§ Assignment
In the entries that follow, the lines from the one with "Provide the mask of each instance of the orange stretcher" through the one with "Segment each instance of the reflective" are the ones to write out, exactly and with both ends included. Nothing else should appear.

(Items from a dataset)
>>>>

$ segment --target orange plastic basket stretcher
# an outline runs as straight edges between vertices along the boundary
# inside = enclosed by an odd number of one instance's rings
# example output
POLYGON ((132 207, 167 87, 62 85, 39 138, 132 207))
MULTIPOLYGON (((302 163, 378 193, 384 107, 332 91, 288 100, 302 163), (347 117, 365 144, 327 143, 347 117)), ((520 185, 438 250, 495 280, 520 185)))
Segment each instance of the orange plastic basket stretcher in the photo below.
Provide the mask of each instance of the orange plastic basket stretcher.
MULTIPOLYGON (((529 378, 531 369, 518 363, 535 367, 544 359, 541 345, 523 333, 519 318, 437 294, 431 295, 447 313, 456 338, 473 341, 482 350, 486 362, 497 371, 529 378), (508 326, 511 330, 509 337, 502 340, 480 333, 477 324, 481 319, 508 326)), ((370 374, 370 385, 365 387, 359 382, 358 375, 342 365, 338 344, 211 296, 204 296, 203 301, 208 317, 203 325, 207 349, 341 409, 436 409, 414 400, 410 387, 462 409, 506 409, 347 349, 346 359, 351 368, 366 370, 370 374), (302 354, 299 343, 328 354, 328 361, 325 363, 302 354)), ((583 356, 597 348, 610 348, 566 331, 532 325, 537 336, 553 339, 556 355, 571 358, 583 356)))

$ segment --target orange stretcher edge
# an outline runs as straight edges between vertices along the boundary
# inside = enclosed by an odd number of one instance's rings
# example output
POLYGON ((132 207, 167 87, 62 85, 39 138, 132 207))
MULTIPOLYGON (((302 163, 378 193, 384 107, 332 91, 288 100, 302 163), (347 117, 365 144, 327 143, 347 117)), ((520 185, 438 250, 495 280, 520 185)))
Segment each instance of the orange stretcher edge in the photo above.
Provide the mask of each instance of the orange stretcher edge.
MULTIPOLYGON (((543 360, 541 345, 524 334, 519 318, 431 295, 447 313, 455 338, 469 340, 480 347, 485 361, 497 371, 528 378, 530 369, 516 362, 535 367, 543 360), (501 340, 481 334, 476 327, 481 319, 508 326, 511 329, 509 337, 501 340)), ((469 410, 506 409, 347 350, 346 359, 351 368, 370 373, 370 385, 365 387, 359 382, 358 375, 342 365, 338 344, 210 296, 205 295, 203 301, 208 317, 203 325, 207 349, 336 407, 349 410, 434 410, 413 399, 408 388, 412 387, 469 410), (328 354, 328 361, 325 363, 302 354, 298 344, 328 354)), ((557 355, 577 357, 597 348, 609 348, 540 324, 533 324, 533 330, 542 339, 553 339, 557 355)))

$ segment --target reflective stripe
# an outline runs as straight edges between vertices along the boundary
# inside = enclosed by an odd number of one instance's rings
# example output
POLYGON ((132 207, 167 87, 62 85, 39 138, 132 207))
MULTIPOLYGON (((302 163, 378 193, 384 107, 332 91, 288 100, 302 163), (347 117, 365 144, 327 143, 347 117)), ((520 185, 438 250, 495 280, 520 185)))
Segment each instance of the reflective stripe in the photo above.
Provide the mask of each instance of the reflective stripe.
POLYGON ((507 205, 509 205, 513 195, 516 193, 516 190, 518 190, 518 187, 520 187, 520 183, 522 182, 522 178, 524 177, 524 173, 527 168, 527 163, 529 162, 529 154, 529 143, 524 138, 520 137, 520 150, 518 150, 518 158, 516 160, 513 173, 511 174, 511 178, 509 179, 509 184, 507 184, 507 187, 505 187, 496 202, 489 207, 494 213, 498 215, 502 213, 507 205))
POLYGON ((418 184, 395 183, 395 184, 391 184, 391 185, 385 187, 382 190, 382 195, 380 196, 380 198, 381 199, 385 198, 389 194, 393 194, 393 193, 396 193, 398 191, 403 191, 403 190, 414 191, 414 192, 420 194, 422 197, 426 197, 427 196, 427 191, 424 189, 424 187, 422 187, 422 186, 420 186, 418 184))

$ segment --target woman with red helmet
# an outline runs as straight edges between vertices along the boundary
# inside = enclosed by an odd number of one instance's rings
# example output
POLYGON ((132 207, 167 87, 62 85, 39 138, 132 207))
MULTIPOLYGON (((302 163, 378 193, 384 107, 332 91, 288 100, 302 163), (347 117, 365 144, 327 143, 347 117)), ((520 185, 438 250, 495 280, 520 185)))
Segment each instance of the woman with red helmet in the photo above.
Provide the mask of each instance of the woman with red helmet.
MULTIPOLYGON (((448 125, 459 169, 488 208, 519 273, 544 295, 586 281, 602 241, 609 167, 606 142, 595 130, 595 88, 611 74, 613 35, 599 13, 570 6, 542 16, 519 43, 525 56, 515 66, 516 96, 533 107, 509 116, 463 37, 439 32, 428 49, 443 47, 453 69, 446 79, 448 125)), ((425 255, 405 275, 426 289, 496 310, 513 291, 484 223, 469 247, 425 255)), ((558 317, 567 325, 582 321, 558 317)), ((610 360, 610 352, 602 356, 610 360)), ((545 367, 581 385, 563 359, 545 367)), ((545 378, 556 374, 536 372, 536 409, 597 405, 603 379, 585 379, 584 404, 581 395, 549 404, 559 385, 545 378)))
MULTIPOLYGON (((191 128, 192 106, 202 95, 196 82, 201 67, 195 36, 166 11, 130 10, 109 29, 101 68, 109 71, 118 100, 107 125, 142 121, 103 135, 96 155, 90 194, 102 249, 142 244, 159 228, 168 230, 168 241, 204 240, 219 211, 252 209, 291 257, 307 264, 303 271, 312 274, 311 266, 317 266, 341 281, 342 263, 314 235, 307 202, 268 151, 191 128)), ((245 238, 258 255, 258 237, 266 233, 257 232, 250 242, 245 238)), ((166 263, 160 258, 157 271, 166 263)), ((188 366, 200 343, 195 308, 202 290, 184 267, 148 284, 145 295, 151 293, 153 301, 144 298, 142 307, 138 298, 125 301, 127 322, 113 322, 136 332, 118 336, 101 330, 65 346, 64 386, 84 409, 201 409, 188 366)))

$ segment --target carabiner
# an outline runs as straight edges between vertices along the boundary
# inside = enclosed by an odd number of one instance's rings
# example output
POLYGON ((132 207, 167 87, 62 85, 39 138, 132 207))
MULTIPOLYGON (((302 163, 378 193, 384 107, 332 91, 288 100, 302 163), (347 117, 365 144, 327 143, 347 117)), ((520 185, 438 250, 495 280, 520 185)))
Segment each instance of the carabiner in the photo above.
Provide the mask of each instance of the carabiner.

<<<<

§ Answer for the task
Provide the mask of each instance of the orange stretcher edge.
MULTIPOLYGON (((543 360, 541 345, 524 334, 519 318, 431 295, 447 313, 455 338, 469 340, 480 347, 485 361, 497 371, 528 378, 530 369, 516 362, 535 367, 543 360), (501 340, 481 334, 476 327, 481 319, 508 326, 511 329, 509 337, 501 340)), ((469 410, 506 409, 347 350, 346 359, 351 368, 370 373, 370 385, 365 387, 359 382, 358 375, 342 365, 338 344, 210 296, 205 295, 203 301, 208 317, 203 325, 207 349, 336 407, 349 410, 434 410, 413 399, 408 388, 412 387, 469 410), (328 354, 328 361, 325 363, 302 354, 298 344, 328 354)), ((557 355, 577 357, 597 348, 609 348, 540 324, 533 324, 533 330, 542 339, 553 339, 557 355)))

$ segment --target reflective stripe
# an outline runs as straight edges between vertices along the boundary
# inside = enclosed by an odd number of one instance's rings
# example output
POLYGON ((132 207, 167 87, 62 85, 39 138, 132 207))
MULTIPOLYGON (((302 163, 378 193, 384 107, 332 91, 288 100, 302 163), (347 117, 365 144, 327 143, 347 117)), ((520 185, 438 250, 495 280, 520 185)))
Segment each instance of the reflective stripe in the photo above.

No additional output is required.